→ Tâche 1:
Mettez à jour les entrées en commençant à la ligne qui contient « the black ski » et en vous arrêtant après celle qui contient « point(234, 217) » : remplacez « snow spray » par « powder spray » sans rien modifier d'autre, puis renvoyez uniquement ces lignes.

→ Extrait du document:
::::::::::

Il s’engage à collaborer sincèrement et activement à la poursuite
du but [du Conseil de l’Europe].» (article 3).
10. L’Assemblée a exprimé son point de vue sur les choix stratégiques
pour le Conseil de l’Europe à de nombreuses occasions, en termes
tant généraux que spécifiques. Citons tout particulièrement à cet
égard la
Résolution 2277
(2019) «Rôle et mission de l’Assemblée parlementaire: principaux
défis pour l’avenir», la
Résolution
2186 (2017) «Appel pour un sommet du Conseil de l’Europe afin de
réaffirmer l’unité européenne, et de défendre et promouvoir la sécurité
démocratique en Europe», et la
Recommandation 2114 (2017) «Défendre l’acquis du Conseil de l’Europe: préserver
le succès de 65 ans de coopération intergouvernementale». Fondées
sur de larges consultations avec les délégations nationales, toutes
trois identifiaient déjà des priorités stratégiques pour l’Assemblée
en particulier, et pour le Conseil de l’Europe de façon générale.
11. Il convient également de mentionner les orientations politiques
données par les Chefs d’État et de gouvernement lors de leur 3e Sommet
(Varsovie, mai 2005), notamment le Plan d’action complet qui, aux
yeux de nombreux États membres, reste entièrement pertinent. Plus
récemment, les décisions politiques prises par le Comité des Ministres
à sa 129e session à Helsinki (mai 2019)
et la Déclaration d’Athènes adoptée par la Présidence du Comité
des Ministres (novembre 2020) ont fourni un cadre de la réponse
du Conseil de l’Europe aux nouveaux défis.
2. Priorités
stratégiques
12. Comme indiqué plus haut, pour
établir la liste des priorités qui me semblent primordiales pour
le Conseil de l’Europe, je m’appuie dans une très large mesure sur
les travaux anciens et en cours de l’Assemblée. En fait, pratiquement
toutes ses résolutions et recommandations visent à énoncer des positions
politiques sur divers problèmes existants et émergents, contribuant
ainsi au positionnement stratégique du Conseil de l’Europe.
13. Je suis d’avis que la priorité générale du Conseil de l’Europe
est de rester le pilier de la sécurité démocratique et d’un multilatéralisme
constructif et effectif en Europe, et de préserver et de réaffirmer
sa propre identité en tant que forum indépendant pour une coopération
et un dialogue politiques approfondis et inclusifs.
14. Le système conventionnel unique du Conseil de l’Europe, qui
compte plus de 220 instruments juridiquement contraignants et dont
les deux piliers sont la Convention européenne des droits de l’homme (STE
no 5, «la Convention») et la Charte sociale
européenne (STE no 35), est l’une des
principales forces – et un avantage comparatif – de notre Organisation.

::::::::::

→ Données à traiter:
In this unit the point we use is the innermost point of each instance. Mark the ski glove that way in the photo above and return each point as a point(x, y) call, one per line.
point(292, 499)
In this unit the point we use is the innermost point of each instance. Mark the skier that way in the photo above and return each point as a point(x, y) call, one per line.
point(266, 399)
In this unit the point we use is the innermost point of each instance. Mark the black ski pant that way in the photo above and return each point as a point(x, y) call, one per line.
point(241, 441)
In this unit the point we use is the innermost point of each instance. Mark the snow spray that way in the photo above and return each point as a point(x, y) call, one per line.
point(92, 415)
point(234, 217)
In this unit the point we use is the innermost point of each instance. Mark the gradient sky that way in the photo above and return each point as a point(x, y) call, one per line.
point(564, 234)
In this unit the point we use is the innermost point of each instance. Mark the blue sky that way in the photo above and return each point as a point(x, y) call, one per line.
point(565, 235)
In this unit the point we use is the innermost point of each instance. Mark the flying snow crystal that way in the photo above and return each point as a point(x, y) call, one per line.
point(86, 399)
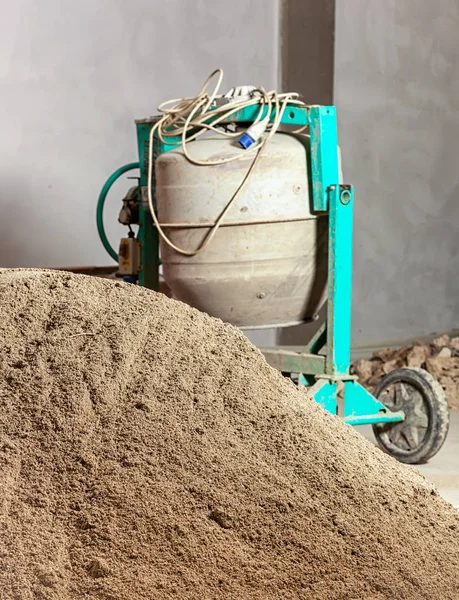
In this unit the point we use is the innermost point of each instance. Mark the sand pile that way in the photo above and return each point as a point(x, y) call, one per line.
point(147, 451)
point(440, 359)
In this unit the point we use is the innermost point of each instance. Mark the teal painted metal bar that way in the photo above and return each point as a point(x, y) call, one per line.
point(361, 408)
point(339, 279)
point(324, 153)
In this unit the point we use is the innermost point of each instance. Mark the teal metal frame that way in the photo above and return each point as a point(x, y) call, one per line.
point(323, 373)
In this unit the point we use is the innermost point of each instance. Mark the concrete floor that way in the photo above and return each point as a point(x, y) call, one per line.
point(443, 468)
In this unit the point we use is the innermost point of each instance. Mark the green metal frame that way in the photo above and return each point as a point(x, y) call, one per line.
point(322, 372)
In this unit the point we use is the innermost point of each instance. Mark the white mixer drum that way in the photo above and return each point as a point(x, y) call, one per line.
point(267, 264)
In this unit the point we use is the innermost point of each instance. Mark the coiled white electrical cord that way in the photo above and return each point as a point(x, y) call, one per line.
point(187, 118)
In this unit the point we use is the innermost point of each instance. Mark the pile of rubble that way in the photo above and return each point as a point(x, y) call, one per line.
point(440, 358)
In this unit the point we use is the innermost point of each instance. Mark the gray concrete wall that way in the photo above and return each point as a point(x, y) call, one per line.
point(74, 75)
point(397, 93)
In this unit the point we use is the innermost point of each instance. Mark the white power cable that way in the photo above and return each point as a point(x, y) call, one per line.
point(187, 118)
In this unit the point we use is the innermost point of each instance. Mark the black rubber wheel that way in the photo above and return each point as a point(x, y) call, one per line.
point(425, 427)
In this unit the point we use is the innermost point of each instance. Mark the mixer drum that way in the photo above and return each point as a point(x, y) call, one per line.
point(267, 264)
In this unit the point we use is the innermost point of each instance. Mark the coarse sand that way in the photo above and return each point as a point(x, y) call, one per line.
point(147, 451)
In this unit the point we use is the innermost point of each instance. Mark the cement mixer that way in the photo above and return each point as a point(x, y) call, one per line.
point(241, 208)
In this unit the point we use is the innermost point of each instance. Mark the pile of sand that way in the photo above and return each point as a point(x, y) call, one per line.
point(148, 451)
point(440, 358)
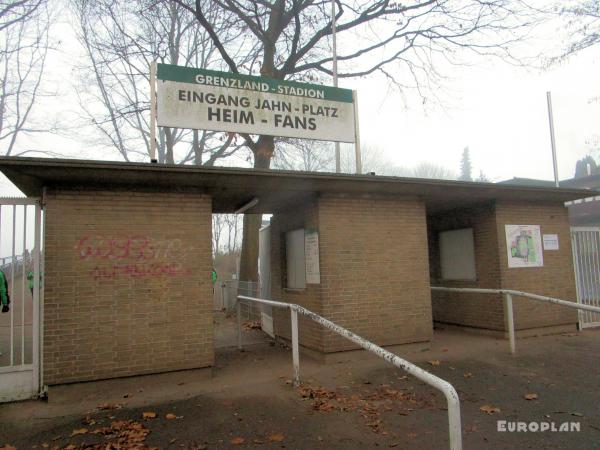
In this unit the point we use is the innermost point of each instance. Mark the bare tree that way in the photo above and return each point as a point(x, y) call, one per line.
point(121, 39)
point(404, 42)
point(432, 170)
point(301, 154)
point(581, 20)
point(14, 12)
point(23, 49)
point(374, 160)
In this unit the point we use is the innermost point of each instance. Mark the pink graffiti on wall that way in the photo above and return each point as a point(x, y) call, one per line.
point(139, 270)
point(133, 256)
point(129, 248)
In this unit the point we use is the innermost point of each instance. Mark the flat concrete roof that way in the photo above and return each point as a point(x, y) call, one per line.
point(231, 188)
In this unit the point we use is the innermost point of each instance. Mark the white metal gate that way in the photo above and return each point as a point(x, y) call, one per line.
point(20, 256)
point(586, 259)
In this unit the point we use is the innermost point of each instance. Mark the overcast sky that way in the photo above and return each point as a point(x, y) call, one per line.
point(499, 111)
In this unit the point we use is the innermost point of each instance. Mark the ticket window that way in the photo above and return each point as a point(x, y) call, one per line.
point(457, 255)
point(295, 259)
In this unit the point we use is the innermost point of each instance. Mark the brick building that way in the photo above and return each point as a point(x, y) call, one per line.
point(127, 287)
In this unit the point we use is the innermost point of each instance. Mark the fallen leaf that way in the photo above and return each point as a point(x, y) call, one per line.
point(277, 437)
point(79, 431)
point(489, 409)
point(109, 406)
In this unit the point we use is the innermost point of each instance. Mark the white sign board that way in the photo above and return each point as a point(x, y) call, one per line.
point(311, 253)
point(524, 246)
point(222, 101)
point(550, 241)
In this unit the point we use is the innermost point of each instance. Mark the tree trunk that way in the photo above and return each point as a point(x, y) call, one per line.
point(169, 157)
point(263, 152)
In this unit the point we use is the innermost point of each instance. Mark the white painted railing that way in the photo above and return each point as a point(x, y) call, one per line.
point(454, 422)
point(508, 295)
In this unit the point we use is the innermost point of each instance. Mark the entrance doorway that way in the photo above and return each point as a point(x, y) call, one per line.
point(20, 263)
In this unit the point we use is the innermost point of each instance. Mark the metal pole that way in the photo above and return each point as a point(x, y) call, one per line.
point(23, 278)
point(334, 45)
point(510, 322)
point(36, 347)
point(356, 135)
point(153, 112)
point(552, 141)
point(295, 352)
point(238, 308)
point(12, 288)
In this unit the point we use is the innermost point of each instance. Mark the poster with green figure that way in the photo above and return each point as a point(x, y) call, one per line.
point(524, 246)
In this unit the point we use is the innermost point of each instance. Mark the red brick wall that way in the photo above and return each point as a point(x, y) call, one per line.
point(310, 334)
point(556, 278)
point(374, 270)
point(127, 284)
point(473, 310)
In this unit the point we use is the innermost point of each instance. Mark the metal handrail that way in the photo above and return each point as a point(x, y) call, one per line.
point(508, 294)
point(454, 421)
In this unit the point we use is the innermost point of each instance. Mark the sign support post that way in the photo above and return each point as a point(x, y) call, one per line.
point(334, 48)
point(552, 140)
point(356, 135)
point(153, 112)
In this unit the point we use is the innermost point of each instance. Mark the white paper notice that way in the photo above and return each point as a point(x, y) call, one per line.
point(524, 246)
point(311, 254)
point(550, 241)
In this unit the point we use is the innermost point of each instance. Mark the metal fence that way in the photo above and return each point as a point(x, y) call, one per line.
point(20, 333)
point(454, 421)
point(586, 259)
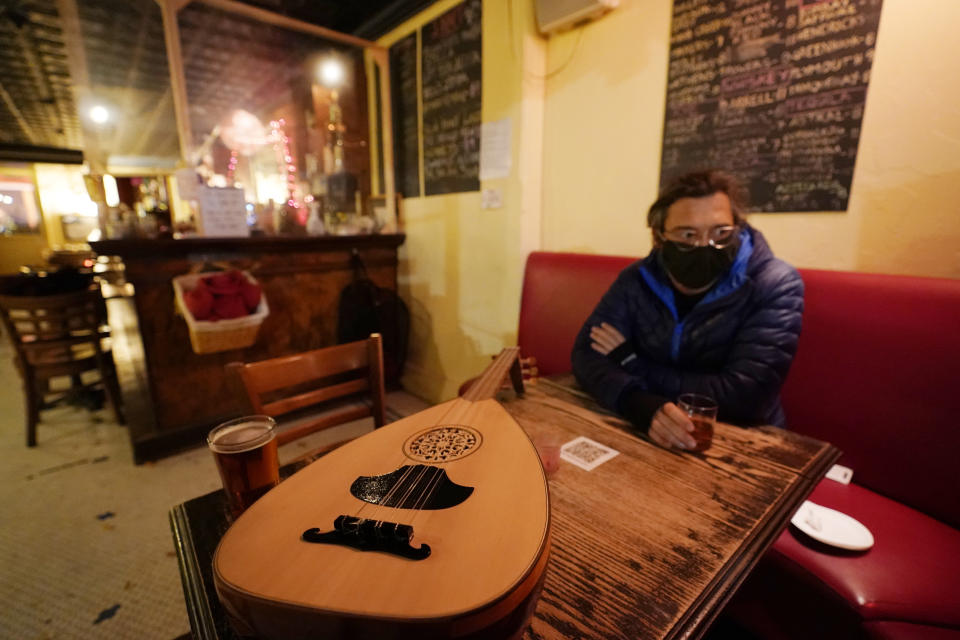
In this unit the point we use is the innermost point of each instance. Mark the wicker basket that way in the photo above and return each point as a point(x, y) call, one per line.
point(219, 335)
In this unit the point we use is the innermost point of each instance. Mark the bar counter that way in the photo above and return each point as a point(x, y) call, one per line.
point(173, 396)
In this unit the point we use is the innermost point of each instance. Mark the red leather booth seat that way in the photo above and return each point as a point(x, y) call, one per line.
point(876, 373)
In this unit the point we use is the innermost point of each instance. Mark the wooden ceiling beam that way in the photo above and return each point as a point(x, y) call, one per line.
point(18, 116)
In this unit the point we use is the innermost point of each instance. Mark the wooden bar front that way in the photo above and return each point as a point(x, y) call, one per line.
point(173, 396)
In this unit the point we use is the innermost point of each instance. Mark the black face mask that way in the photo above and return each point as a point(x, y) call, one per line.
point(698, 267)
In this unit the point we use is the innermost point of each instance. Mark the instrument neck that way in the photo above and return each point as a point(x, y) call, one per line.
point(490, 380)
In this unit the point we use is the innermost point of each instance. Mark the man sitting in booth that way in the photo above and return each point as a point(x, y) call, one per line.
point(710, 310)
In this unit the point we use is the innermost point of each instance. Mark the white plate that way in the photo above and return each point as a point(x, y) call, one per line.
point(832, 527)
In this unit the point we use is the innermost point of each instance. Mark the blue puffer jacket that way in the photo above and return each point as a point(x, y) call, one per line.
point(735, 345)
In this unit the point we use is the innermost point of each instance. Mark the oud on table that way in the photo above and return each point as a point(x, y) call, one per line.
point(435, 526)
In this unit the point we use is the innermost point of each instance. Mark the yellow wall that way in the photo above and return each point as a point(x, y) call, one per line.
point(604, 119)
point(461, 266)
point(586, 156)
point(21, 248)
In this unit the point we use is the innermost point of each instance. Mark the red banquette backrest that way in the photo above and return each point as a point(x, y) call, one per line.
point(876, 372)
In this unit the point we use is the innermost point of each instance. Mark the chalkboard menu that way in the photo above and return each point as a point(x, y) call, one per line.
point(406, 121)
point(773, 92)
point(451, 68)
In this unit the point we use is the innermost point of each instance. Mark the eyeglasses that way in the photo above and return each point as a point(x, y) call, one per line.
point(688, 238)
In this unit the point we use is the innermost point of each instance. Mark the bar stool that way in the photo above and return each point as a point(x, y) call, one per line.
point(56, 336)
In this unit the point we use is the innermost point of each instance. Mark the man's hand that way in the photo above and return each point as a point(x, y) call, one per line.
point(671, 428)
point(605, 338)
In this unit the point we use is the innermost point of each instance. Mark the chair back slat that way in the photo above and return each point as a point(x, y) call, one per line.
point(39, 318)
point(282, 386)
point(59, 335)
point(302, 400)
point(347, 414)
point(287, 371)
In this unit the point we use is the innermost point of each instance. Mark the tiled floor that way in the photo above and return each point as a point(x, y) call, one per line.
point(85, 545)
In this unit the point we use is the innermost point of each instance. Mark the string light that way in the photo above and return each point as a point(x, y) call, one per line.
point(232, 167)
point(280, 138)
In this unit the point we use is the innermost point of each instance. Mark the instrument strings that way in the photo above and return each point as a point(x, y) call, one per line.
point(485, 387)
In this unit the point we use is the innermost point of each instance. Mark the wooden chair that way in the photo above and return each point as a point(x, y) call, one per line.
point(301, 385)
point(56, 336)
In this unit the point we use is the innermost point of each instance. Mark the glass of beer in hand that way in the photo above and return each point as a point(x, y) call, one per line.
point(703, 413)
point(246, 453)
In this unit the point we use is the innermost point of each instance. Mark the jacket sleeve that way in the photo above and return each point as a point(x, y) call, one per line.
point(749, 383)
point(597, 374)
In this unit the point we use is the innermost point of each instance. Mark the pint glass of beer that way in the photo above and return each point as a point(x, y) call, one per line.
point(246, 453)
point(703, 413)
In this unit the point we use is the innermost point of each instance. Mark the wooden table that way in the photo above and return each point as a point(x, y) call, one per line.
point(650, 544)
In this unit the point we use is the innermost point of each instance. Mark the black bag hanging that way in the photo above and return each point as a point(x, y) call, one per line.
point(366, 308)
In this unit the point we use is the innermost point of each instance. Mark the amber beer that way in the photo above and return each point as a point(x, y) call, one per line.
point(702, 432)
point(245, 450)
point(703, 412)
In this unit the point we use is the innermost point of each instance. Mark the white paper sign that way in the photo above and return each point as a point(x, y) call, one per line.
point(586, 453)
point(188, 184)
point(223, 213)
point(495, 149)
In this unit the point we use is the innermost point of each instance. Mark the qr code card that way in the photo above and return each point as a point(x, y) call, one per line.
point(586, 453)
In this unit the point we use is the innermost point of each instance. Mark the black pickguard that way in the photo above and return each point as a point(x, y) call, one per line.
point(411, 487)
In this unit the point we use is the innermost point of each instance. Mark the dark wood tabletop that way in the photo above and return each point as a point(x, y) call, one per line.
point(650, 544)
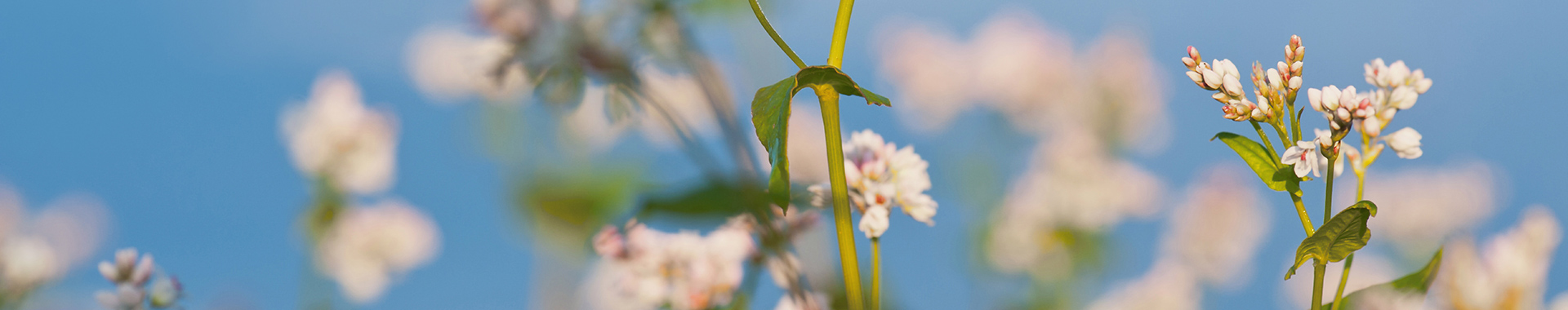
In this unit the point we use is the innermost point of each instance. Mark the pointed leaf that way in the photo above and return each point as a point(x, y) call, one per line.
point(1338, 238)
point(770, 116)
point(1259, 158)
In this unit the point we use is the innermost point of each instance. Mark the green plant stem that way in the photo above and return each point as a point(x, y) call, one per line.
point(1317, 286)
point(1344, 276)
point(841, 196)
point(875, 274)
point(841, 32)
point(775, 35)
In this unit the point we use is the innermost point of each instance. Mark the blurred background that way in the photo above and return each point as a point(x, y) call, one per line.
point(168, 116)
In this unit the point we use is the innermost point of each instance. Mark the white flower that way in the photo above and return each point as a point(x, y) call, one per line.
point(1217, 231)
point(1509, 271)
point(684, 270)
point(880, 177)
point(1165, 287)
point(369, 246)
point(927, 66)
point(814, 301)
point(1405, 141)
point(1305, 157)
point(334, 136)
point(1419, 209)
point(451, 66)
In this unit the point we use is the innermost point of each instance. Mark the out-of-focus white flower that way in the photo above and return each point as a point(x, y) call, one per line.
point(1218, 228)
point(41, 248)
point(814, 301)
point(1405, 141)
point(681, 271)
point(1165, 287)
point(451, 66)
point(369, 246)
point(927, 68)
point(334, 136)
point(880, 175)
point(1368, 270)
point(1021, 66)
point(1512, 270)
point(681, 97)
point(590, 127)
point(1423, 207)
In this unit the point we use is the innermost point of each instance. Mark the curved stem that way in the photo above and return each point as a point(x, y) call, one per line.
point(1317, 286)
point(841, 196)
point(775, 35)
point(875, 274)
point(841, 32)
point(1344, 276)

::::::::::

→ Tâche 2:
Les affirmations suivantes concordent-elles avec l'extrait sur les priorités stratégiques du Conseil de l'Europe ? Pour chacune, répondez par oui ou non et citez les mots décisifs de l'extrait.
(a) Le 3e Sommet des Chefs d'État et de gouvernement s'est tenu à Varsovie en mai 2005.
(b) La Déclaration d'Athènes a été adoptée par le Comité des Ministres lors de sa 129e session.
(c) Le système conventionnel du Conseil de l'Europe compte moins de 200 instruments juridiquement contraignants.

→ Résultat 1:
In this unit the point we use is the innermost point of each instance. Mark the black ski pant that way in the photo above and return each point as a point(x, y) call, one per line.
point(241, 441)
In this unit the point we use is the innermost point of each instance. Mark the powder spray that way in the photo above and return each point as a point(x, y) call, one per line.
point(92, 415)
point(234, 217)

→ Résultat 2:
(a) Oui : « lors de leur 3e Sommet (Varsovie, mai 2005) ».
(b) Non : « la Déclaration d’Athènes adoptée par la Présidence du Comité des Ministres (novembre 2020) ».
(c) Non : « compte plus de 220 instruments juridiquement contraignants ».